■ TASK PROMPT
Swap "plastic bowl lip" for "plastic bowl edge" in the lines below, starting at "For the scouting tally, point out every instance of the shadow" and ending at "(1171, 349)", and leave everything else unchanged. Return only those lines.

■ Object point labels
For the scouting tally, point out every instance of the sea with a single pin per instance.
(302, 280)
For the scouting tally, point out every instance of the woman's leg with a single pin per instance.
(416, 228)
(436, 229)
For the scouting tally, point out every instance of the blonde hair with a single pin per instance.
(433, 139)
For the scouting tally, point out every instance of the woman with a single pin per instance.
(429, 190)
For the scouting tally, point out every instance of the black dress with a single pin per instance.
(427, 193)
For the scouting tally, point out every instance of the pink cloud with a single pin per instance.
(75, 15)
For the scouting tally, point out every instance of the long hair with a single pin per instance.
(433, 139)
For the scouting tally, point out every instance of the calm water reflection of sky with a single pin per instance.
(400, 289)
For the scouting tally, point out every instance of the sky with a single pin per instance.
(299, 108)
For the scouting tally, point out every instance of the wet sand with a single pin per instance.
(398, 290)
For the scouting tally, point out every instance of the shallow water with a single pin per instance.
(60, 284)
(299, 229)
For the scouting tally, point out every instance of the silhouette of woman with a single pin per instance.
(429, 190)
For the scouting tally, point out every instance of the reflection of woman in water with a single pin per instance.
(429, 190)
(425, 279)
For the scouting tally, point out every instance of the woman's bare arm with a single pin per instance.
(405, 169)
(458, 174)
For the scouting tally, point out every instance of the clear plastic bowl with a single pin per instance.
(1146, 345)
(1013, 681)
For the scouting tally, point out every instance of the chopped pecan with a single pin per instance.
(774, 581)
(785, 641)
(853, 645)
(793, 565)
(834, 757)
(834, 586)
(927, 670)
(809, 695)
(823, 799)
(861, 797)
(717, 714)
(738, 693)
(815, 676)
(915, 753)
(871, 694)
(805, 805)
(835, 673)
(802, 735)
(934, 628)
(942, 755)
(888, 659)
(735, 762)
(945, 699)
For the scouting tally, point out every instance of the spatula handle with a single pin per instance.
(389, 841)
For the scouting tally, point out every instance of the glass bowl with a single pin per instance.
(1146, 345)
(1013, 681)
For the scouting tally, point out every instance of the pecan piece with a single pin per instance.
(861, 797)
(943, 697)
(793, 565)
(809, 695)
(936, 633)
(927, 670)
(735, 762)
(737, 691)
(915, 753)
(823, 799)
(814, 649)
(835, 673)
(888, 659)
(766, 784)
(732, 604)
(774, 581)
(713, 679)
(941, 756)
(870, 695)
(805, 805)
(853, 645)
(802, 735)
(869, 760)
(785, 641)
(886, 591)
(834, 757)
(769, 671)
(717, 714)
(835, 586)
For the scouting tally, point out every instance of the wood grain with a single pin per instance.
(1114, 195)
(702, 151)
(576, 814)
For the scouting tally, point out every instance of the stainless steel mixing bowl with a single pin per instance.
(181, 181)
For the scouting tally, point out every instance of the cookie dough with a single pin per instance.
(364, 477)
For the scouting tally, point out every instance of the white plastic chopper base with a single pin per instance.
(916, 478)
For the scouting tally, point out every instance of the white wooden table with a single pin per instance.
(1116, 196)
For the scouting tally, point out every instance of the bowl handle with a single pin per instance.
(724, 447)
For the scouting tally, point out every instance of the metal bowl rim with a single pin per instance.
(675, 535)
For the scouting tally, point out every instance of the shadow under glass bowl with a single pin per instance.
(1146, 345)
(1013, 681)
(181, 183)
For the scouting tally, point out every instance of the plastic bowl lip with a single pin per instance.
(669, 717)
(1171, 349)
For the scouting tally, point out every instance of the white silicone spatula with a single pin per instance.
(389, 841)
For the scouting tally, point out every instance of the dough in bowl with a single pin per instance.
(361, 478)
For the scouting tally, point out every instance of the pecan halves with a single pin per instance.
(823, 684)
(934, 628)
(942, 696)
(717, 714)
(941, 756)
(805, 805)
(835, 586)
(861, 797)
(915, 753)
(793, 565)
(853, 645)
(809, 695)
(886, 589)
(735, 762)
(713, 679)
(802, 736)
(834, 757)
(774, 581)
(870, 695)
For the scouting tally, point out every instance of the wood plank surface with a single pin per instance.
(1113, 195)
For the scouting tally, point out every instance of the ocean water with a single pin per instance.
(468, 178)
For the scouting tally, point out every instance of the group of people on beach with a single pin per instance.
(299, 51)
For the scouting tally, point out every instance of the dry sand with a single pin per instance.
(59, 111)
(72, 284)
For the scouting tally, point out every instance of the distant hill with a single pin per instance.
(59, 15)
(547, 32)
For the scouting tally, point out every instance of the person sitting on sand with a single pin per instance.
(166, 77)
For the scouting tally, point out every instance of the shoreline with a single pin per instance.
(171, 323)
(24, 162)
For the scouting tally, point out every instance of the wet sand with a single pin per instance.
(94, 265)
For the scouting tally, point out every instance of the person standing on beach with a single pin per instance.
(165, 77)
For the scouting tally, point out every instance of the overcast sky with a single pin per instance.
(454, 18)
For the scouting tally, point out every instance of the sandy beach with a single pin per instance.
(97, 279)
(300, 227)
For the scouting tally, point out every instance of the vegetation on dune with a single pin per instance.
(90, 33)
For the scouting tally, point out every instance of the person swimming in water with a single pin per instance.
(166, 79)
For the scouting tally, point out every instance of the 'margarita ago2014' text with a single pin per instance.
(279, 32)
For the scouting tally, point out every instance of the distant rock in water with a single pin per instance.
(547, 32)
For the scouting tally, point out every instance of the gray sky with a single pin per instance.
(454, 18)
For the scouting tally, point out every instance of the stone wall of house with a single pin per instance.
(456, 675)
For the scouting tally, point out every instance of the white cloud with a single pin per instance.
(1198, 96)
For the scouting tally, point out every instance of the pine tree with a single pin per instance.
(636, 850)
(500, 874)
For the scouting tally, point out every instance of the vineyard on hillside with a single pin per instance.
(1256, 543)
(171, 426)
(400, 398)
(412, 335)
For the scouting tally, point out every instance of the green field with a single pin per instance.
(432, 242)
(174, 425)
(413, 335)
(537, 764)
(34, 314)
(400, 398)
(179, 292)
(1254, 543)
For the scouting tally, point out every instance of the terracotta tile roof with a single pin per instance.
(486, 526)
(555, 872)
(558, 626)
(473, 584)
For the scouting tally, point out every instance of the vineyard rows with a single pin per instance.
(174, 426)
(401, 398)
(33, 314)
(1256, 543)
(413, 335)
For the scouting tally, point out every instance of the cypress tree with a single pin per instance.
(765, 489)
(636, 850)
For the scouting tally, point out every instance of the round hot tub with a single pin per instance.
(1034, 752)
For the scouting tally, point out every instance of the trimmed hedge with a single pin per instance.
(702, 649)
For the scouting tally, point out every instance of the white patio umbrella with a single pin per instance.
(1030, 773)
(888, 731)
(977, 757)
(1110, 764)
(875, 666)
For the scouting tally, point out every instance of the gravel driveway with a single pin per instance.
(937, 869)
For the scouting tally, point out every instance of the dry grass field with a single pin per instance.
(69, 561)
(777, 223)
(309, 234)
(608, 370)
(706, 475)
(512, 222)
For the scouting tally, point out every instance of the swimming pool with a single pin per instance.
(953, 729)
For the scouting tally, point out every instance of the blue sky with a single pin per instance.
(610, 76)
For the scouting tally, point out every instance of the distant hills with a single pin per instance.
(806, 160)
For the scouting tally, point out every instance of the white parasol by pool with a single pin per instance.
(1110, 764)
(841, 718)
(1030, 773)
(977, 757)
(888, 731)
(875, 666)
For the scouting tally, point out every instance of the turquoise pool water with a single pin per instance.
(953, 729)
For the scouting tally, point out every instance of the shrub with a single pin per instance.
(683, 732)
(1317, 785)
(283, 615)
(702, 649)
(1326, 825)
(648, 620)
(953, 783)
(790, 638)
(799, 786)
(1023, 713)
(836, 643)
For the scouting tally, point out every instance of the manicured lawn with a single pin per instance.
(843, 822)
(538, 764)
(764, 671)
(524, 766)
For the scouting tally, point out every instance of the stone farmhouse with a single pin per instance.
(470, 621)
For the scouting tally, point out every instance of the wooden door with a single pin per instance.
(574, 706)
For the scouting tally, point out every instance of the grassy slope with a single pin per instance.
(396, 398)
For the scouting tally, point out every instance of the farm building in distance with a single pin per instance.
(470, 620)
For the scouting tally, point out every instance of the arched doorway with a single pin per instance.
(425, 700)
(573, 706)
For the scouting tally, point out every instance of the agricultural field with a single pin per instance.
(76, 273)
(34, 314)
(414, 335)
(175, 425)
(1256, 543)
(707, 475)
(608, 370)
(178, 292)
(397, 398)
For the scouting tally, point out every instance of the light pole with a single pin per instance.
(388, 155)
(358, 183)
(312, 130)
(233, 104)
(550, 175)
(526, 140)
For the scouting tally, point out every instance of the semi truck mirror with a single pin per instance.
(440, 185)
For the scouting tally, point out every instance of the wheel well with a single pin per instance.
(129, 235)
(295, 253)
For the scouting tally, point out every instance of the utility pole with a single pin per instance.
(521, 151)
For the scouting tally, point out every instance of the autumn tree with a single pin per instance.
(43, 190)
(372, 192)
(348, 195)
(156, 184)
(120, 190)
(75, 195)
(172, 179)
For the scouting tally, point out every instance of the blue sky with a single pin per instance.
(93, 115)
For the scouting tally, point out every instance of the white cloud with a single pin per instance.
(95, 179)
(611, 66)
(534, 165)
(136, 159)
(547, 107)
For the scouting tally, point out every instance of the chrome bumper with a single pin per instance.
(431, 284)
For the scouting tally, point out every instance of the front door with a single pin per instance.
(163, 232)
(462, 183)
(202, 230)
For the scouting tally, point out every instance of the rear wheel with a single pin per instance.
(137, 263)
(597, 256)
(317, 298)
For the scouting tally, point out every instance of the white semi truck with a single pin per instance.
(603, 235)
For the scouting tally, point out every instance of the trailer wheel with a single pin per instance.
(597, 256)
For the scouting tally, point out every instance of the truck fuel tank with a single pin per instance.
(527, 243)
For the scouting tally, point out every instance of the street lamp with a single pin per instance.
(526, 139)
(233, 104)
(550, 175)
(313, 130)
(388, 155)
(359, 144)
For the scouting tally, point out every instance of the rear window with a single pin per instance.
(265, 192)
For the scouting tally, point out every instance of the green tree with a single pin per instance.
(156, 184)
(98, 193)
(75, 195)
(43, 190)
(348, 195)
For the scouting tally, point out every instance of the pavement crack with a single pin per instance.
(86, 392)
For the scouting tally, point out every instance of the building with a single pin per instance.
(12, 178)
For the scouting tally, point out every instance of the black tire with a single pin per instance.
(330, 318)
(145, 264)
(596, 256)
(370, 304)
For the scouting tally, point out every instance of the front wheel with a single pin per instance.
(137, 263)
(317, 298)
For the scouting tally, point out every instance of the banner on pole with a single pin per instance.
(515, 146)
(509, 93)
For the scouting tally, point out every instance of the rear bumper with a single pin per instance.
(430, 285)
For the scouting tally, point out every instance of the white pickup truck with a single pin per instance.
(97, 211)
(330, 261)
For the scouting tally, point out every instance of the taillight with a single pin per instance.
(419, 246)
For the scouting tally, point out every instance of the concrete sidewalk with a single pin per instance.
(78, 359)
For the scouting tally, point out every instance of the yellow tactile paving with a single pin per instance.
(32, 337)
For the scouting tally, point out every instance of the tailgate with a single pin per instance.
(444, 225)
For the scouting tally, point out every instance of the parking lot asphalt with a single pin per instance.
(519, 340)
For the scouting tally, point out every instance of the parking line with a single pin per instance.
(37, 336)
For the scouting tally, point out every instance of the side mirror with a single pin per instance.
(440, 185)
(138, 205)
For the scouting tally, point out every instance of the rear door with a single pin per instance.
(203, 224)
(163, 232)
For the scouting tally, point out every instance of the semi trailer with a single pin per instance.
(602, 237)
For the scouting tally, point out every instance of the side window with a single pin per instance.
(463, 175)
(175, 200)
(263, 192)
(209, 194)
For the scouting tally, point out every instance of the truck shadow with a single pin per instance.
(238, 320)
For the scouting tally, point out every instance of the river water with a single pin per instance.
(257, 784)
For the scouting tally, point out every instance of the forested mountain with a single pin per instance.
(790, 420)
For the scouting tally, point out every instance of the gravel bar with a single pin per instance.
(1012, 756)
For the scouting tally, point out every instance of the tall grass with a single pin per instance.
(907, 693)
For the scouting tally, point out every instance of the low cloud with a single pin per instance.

■ RESULT OF THE EXERCISE
For the scouting tally, point out every instance of the shadow under glass bowl with a single pin per instance.
(1146, 345)
(1013, 681)
(181, 183)
For the scouting tally, point out every instance of the plastic bowl edge with a single pin per instance.
(669, 717)
(1171, 349)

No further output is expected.